| TEXT PASSAGE |
Data Visualization on the Great American Beer Festival (Logistic Regression Used)
Sat, Feb 26, 2022
5-minute read
The data for this blog post is from TidyTuesday.
library(tidyverse)
library(geofacet)
library(tidytext)
library(tidylo)
library(scales)
library(broom)
theme_set(theme_light())
beer_awards <- read_csv('https://raw.githubusercontent.com/rfordatascience/tidytuesday/master/data/2020/2020-10-20/beer_awards.csv') %>%
mutate(state = str_to_upper(state),
medal = factor(medal, levels = c("Bronze", "Silver", "Gold")))
beer_awards
## # A tibble: 4,970 x 7
## medal beer_name brewery city state category year
## <fct> <chr> <chr> <chr> <chr> <chr> <dbl>
## 1 Gold Volksbier Vienna Wibby ~ Long~ CO America~ 2020
## 2 Silver Oktoberfest Founde~ Gran~ MI America~ 2020
## 3 Bronze Amber Lager Skippi~ Stau~ VA America~ 2020
## 4 Gold Lager at World's End Epidem~ Conc~ CA America~ 2020
## 5 Silver Seismic Tremor Seismi~ Sant~ CA America~ 2020
## 6 Bronze Lite Thinking Pollya~ Lemo~ IL America~ 2020
## 7 Gold Beachscape Ventur~ Vent~ CA America~ 2020
## 8 Silver Imagine a World with Beer Cellars ~ Freeta~ San ~ TX America~ 2020
## 9 Bronze Pilsner Old To~ Port~ OR America~ 2020
## 10 Gold Tank 7 Boulev~ Kans~ MO America~ 2020
## # ... with 4,960 more rows
Medal counts:
beer_awards %>%
count(year, state, medal, sort = T) %>%
ggplot(aes(year, n, color = medal)) +
geom_line(size = 1) +
facet_geo(~state) +
theme(strip.text = element_text(size = 15),
plot.title = element_text(size = 18)) +
labs(y = "# of medals",
title = "State-wise Medal Counts across Years")
Gold beers:
beer_awards %>%
filter(medal == "Gold") %>%
group_by(beer_name, state) %>%
summarize(year_min = min(year),
year_max = max(year),
year_diff = year_max - year_min,
n = n()) %>%
arrange(desc(year_diff)) %>%
filter(n > 2) %>%
ungroup() %>%
ggplot(aes(year_min, year_max, color = state)) +
geom_point(aes(size = n)) +
geom_text(aes(label = beer_name), check_overlap = T, hjust = 1, vjust = 1) +
labs(x = "first year getting gold medal",
y = "last year getting gold medal",
size = "# of gold medals",
title = "Gold-medal Beers with Respect to Year and State")

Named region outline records
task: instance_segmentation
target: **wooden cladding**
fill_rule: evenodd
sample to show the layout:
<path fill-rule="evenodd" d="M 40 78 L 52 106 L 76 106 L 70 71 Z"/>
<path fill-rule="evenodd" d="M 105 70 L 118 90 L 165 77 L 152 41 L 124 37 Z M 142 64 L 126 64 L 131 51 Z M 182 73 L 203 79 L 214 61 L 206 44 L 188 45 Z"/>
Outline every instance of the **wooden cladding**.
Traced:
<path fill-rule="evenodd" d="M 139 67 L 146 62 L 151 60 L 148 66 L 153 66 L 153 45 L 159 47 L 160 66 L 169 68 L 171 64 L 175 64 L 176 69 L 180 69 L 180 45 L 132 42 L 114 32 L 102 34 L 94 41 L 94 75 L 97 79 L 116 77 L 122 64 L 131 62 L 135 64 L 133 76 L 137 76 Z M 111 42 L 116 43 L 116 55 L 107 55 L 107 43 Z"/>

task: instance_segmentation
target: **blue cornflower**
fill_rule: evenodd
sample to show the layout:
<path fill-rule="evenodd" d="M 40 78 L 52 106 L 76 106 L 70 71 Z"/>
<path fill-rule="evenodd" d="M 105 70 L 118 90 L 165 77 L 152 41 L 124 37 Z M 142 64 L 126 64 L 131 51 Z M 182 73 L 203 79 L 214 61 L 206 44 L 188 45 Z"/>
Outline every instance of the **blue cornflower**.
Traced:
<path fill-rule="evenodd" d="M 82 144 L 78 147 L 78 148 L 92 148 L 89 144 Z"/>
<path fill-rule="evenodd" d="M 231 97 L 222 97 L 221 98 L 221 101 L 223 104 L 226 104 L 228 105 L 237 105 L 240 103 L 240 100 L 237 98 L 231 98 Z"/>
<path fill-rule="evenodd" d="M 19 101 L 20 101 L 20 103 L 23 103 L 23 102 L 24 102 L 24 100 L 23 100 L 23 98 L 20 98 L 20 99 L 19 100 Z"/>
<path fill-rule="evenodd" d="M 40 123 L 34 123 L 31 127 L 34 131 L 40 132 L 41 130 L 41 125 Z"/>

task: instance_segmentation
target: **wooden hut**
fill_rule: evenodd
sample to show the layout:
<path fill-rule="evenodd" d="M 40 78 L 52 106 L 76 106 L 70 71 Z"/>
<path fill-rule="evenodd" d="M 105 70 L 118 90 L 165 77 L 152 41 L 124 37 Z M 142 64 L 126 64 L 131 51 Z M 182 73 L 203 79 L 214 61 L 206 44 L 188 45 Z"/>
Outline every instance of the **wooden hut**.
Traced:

| WRITTEN TASK |
Can you reproduce the beer awards post, starting with "Sat, Feb 26, 2022" and going on through "theme_set(theme_light())"? You won't need the records for this.

| WRITTEN SOLUTION |
Sat, Feb 26, 2022
5-minute read
The data for this blog post is from TidyTuesday.
library(tidyverse)
library(geofacet)
library(tidytext)
library(tidylo)
library(scales)
library(broom)
theme_set(theme_light())